Goal:
Arrange every line of the data below as a Markdown table with two columns, Row and Text. Row holds a running line number, Text holds the line itself, and blank lines are left out.
_____
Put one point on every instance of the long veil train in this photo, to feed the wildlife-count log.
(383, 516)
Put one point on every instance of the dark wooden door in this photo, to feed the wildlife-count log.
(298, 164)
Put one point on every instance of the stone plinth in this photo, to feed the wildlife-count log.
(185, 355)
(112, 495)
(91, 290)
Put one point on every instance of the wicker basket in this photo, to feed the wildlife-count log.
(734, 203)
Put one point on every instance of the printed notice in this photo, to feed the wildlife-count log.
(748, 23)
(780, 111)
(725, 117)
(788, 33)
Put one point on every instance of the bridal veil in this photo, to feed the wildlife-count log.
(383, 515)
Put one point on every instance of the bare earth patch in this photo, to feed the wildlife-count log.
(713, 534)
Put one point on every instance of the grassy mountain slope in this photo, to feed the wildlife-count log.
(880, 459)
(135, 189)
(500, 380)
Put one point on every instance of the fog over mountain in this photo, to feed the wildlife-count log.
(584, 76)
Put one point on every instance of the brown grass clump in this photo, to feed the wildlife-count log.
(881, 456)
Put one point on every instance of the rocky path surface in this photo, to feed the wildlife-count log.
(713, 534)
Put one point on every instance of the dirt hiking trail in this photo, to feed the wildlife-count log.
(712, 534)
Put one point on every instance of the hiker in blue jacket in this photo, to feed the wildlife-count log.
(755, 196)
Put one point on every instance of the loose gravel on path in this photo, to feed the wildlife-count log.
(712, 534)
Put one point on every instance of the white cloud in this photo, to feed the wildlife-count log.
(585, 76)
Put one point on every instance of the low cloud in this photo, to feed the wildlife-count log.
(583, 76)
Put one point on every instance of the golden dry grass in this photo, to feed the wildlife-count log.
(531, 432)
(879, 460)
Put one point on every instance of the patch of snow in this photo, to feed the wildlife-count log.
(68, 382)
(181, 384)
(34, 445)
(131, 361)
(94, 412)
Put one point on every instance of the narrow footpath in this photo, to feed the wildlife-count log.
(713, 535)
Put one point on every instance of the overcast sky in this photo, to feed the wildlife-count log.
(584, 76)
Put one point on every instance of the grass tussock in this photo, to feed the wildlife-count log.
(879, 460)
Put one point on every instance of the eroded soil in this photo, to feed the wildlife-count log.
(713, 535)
_____
Solution to this task:
| Row | Text |
|---|---|
| 1 | Put one point on every instance of the long veil train in this photo, to feed the wildlife-count log. |
| 2 | (383, 516) |
| 3 | Put one point on every instance of the dark wooden door in this photo, to feed the wildlife-count log. |
| 4 | (298, 164) |
| 5 | Put one point on every instance of the stone plinth in this photo, to feed the wildlife-count log. |
| 6 | (185, 355) |
| 7 | (112, 495) |
| 8 | (91, 290) |
| 9 | Put one point on every instance of the wicker basket in this photo, to feed the wildlife-count log. |
| 10 | (734, 203) |
| 11 | Put one point on every instance of the printed notice in this photo, to feed the wildlife-count log. |
| 12 | (748, 23) |
| 13 | (780, 111) |
| 14 | (725, 117) |
| 15 | (788, 33) |
| 16 | Put one point on every instance of the bridal veil in this photo, to feed the wildlife-count log. |
| 17 | (383, 515) |
| 18 | Put one point on every instance of the bare earth patch in this photo, to feed the wildlife-count log. |
| 19 | (713, 534) |
| 20 | Put one point on every instance of the grassy mountain slope in this photo, to feed the wildlife-count log. |
| 21 | (880, 459) |
| 22 | (135, 189) |
| 23 | (500, 380) |
| 24 | Put one point on every instance of the fog over mountain in this photo, to feed the wildlife-count log. |
| 25 | (584, 76) |
| 26 | Put one point on every instance of the brown grass clump in this photo, to feed the wildlife-count log. |
| 27 | (881, 456) |
| 28 | Put one point on every instance of the rocky path surface in this photo, to feed the wildlife-count log. |
| 29 | (713, 534) |
| 30 | Put one point on every instance of the dirt hiking trail in this photo, to feed the wildlife-count log. |
| 31 | (712, 534) |
| 32 | Put one point on every instance of the hiker in blue jacket in this photo, to feed the wildlife-count log. |
| 33 | (755, 196) |
| 34 | Put one point on every instance of the loose gravel on path in this photo, to feed the wildlife-count log. |
| 35 | (712, 534) |
| 36 | Put one point on every instance of the white cloud in this photo, to feed the wildlife-count log. |
| 37 | (585, 76) |
| 38 | Put one point on every instance of the low cloud in this photo, to feed the wildlife-count log. |
| 39 | (583, 76) |
| 40 | Put one point on every instance of the golden dry grass in this photo, to feed the wildlife-count log. |
| 41 | (531, 432) |
| 42 | (879, 460) |
| 43 | Put one point on every instance of the patch of snow in this photo, to feed the wildlife-count log. |
| 44 | (68, 382) |
| 45 | (181, 384) |
| 46 | (34, 445) |
| 47 | (131, 361) |
| 48 | (94, 412) |
| 49 | Put one point on every instance of the narrow footpath in this photo, to feed the wildlife-count log. |
| 50 | (713, 535) |
| 51 | Put one point on every instance of the overcast sky in this photo, to feed the wildlife-count log. |
| 52 | (584, 76) |
| 53 | Put one point on every instance of the grass tussock in this photo, to feed the wildlife-count log. |
| 54 | (879, 460) |
| 55 | Put one point on every instance of the eroded soil in this photo, to feed the wildlife-count log. |
| 56 | (713, 535) |